Exercise text -
Content starts

Thursday, September 28, 2017

Not quite glowing in the dark

kw: autobiographical entries, medicine, heart disease, nuclear materials

A few weeks ago I was seeing a doctor on a follow-up about blood pressure, and mentioned I had had a brief dizzy spell with mild nausea. I was standing, felt off balance, then a bit nauseated, and sat down until it passed. In total, about a minute. A day or two later I had a milder moment of dizziness while sitting down. He said I needed to have my heart checked. I guess he thought it might be atrial fibrillation or a precursor to a heart attack.

A few days later I had an "ordinary" stress test. This is a pretty quick test, 8-9 minutes on a treadmill that definitely makes a guy sweat and breathe hard! All while hooked up to ten leads of a fancy EKG machine. Then they did a heart ultrasound and attached a Holter monitor to me, which I wore for two days. Fortunately I was allowed to unhook it for showers.

I got a phone call that the stress test was "slightly abnormal" and that they were ordering a stress test with a "tracer". I was to consult with a cardiologist the next day. He wrote the order and explained a little. He also said that, though my heart rate is slow, it is not alarming (yet). I told him of my father, whose heart slowed down a lot when he was my age, and that he has worn a pacemaker ever since. The doctor said I show no signs of "blockage" in the cardiac nerves, so my natural pacemaker is doing fine.

I studied what I could about the tracer material. The tracer is trademarked "Cardiolite®". It is a solution containing the synthetic element Technetium, the metastable isotope Tc99m. This is an amazing, mildly radioactive nuclide with a half life of 6 hours. It emits only a weak gamma ray, with an energy of 140,000 eV (conventional X-ray machines emit a spectrum of X-rays that typically range from 30,000 to 100,000 eV). After emission a Tc99m atom becomes Tc99, which is a beta emitter having a half-life of 211,000 years. It emits no gamma rays, just the beta particle (energetic electron) and converts to Ruthenium 99, which is stable. The beta particle's energy is 292,000 eV.

All this is good for several reasons. The gamma photon is low energy so it does less damage than the ones emitted by more familiar elements such as Uranium or Radium, which are 4-5 million eV. The beta particle is also in the same energy range. After a day, only about 1/16 of the Tc99m dose remains, and after two days, only a quarter of a percent. It is soon undetectable. The Tc99 that remains has very low activity. Its half life is about 300 million times as long, which means the number of particles released per second is one-300-millionth as much. I just didn't know what the dose would be.

First thing this morning I had the test. I asked the technician, a nice young man (and very skilled putting in an IV), named Mark, "how many milli- or micro-Curies?" He said, "For you, 7.4 milli-Curies." Now I had a number I could conjure with later.

Content ends

Work order 1 - According to the heart-test post, what is the half-life of Tc99m?
Work order 2 - Quote the heart-test post, beginning at the words "kw: autobiographical entries, medicine, heart" and stopping after the words "a heart attack.".
The data that comes next is from a separate source, not from the heart-test post.

The data -
Content starts

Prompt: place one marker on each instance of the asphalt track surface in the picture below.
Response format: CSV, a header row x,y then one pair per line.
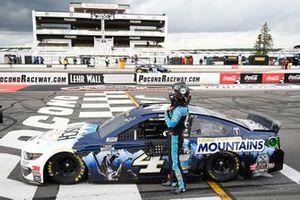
x,y
20,108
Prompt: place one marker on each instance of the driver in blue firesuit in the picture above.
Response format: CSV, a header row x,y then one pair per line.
x,y
175,117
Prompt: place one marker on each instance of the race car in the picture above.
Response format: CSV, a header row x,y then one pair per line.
x,y
132,147
151,68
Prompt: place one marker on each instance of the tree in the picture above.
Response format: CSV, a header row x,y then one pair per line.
x,y
264,41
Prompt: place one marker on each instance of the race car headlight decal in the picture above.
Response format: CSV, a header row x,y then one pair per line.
x,y
31,156
274,142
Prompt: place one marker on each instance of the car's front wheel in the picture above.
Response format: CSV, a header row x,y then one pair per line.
x,y
139,70
223,166
66,168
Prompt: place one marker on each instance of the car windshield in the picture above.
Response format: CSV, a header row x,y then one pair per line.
x,y
114,123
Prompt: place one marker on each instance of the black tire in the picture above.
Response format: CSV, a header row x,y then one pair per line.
x,y
139,70
66,168
223,166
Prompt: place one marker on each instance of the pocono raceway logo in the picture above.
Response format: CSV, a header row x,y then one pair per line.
x,y
229,78
294,78
273,78
34,78
235,144
166,78
251,78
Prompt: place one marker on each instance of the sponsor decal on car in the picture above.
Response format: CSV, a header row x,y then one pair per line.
x,y
235,144
262,165
36,173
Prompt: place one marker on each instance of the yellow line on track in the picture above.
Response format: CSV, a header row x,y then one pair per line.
x,y
218,190
132,99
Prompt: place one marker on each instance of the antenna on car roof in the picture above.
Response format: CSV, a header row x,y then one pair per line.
x,y
153,103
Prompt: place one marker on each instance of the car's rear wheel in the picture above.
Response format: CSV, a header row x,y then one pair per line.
x,y
139,70
66,168
223,166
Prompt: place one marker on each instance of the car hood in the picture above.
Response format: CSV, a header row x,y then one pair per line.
x,y
251,124
60,139
70,132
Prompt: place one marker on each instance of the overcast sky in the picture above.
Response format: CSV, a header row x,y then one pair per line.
x,y
192,23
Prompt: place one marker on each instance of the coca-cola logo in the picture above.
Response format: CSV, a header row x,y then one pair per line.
x,y
229,78
273,78
294,77
251,78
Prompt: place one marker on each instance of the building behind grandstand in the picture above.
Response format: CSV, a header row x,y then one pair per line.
x,y
98,30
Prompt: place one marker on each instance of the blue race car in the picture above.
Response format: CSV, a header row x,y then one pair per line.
x,y
151,68
133,147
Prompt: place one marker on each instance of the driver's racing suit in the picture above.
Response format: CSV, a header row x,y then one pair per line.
x,y
175,120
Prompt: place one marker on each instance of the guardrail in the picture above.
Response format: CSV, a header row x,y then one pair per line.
x,y
154,79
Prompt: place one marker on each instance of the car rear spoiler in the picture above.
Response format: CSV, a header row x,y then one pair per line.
x,y
267,121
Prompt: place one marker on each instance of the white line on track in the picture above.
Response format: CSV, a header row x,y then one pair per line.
x,y
291,173
86,191
120,109
120,101
94,94
100,114
117,96
95,99
95,105
201,198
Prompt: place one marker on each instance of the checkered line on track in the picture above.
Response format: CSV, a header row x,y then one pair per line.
x,y
104,104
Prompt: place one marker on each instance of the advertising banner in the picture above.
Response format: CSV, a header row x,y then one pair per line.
x,y
34,78
171,78
83,79
292,78
249,78
98,79
272,77
230,78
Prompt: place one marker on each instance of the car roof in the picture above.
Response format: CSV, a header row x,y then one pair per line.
x,y
145,109
148,109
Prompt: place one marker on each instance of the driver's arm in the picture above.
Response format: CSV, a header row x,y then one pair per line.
x,y
174,119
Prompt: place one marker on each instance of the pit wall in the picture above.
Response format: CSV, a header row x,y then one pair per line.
x,y
153,79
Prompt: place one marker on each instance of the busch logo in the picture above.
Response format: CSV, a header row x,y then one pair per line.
x,y
229,78
294,77
251,78
273,78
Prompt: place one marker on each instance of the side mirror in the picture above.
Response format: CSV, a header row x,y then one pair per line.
x,y
165,133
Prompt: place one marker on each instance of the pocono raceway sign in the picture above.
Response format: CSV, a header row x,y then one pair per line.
x,y
34,78
193,79
171,78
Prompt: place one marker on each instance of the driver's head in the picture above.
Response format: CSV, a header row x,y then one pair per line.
x,y
180,94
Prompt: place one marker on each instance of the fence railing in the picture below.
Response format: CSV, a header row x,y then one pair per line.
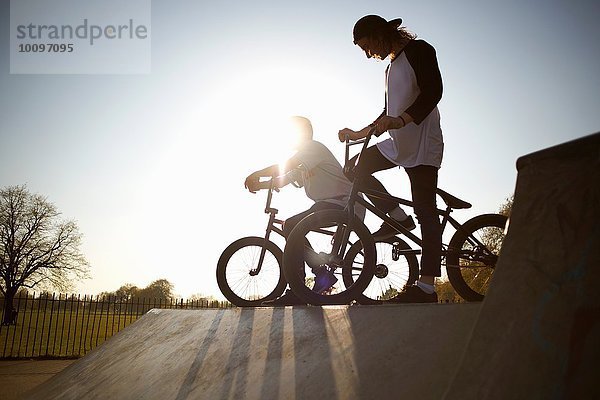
x,y
71,326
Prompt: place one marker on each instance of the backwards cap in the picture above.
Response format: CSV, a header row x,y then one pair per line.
x,y
371,25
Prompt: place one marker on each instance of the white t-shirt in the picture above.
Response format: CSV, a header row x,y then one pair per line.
x,y
419,142
322,176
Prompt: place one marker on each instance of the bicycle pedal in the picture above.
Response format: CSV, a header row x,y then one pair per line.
x,y
396,251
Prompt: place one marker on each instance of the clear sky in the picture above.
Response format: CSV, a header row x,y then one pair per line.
x,y
152,166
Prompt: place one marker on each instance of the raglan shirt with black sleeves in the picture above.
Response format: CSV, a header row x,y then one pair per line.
x,y
414,86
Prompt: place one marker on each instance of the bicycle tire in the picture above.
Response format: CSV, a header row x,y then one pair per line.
x,y
390,276
470,268
311,229
236,282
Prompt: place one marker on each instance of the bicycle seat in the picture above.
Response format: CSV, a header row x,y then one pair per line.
x,y
451,201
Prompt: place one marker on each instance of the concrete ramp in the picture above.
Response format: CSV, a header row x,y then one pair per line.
x,y
357,352
538,335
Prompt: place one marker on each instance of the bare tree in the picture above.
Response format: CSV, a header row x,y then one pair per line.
x,y
36,246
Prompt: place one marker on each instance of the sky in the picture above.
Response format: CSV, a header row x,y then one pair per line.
x,y
151,166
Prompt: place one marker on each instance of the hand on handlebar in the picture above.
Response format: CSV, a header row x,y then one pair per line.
x,y
346,132
252,183
355,135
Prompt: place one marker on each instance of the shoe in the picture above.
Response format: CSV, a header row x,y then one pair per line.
x,y
414,294
288,299
324,279
386,230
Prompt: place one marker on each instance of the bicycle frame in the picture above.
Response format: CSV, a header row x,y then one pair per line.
x,y
339,247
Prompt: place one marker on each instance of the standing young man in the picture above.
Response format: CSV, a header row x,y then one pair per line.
x,y
413,90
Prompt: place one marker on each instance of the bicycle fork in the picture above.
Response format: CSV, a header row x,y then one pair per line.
x,y
263,250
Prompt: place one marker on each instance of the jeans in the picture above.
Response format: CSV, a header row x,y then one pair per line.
x,y
423,185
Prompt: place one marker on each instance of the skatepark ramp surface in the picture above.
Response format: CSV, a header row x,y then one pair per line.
x,y
335,352
535,336
538,334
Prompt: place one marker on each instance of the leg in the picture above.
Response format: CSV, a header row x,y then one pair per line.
x,y
312,259
371,161
423,182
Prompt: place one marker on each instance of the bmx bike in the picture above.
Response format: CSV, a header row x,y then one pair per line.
x,y
249,270
354,257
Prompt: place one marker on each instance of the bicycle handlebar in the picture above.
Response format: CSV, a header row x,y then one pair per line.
x,y
364,141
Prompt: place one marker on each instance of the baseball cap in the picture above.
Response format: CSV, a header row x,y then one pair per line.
x,y
370,25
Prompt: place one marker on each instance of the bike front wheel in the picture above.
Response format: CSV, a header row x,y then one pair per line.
x,y
473,253
314,251
241,280
396,266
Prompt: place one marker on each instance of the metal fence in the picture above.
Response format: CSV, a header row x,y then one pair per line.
x,y
70,326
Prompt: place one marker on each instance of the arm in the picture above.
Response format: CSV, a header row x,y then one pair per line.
x,y
422,58
280,174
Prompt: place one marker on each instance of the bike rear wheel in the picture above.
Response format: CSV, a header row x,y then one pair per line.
x,y
237,274
322,230
392,272
473,253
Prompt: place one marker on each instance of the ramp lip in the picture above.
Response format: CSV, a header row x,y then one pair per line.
x,y
583,146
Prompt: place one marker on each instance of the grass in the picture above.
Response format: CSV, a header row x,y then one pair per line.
x,y
61,333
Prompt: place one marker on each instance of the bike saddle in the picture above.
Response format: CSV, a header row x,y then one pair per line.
x,y
451,201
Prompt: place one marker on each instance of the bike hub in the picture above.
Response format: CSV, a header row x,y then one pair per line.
x,y
381,271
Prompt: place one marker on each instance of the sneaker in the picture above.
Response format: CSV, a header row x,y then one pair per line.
x,y
324,279
288,299
386,230
414,294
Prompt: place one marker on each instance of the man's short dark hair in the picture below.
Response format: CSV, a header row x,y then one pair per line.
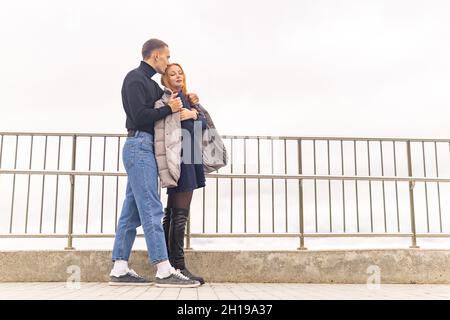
x,y
150,46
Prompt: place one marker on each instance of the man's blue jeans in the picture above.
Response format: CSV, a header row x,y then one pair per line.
x,y
142,204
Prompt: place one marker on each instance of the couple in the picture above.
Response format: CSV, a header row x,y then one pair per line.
x,y
166,137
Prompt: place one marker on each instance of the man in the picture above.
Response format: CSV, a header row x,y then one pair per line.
x,y
142,205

Content ends

Written response 1 - 6 hours.

Written response 2 -
kw: autobiographical entries, medicine, heart disease, nuclear materials

A few weeks ago I was seeing a doctor on a follow-up about blood pressure, and mentioned I had had a brief dizzy spell with mild nausea. I was standing, felt off balance, then a bit nauseated, and sat down until it passed. In total, about a minute. A day or two later I had a milder moment of dizziness while sitting down. He said I needed to have my heart checked. I guess he thought it might be atrial fibrillation or a precursor to a heart attack.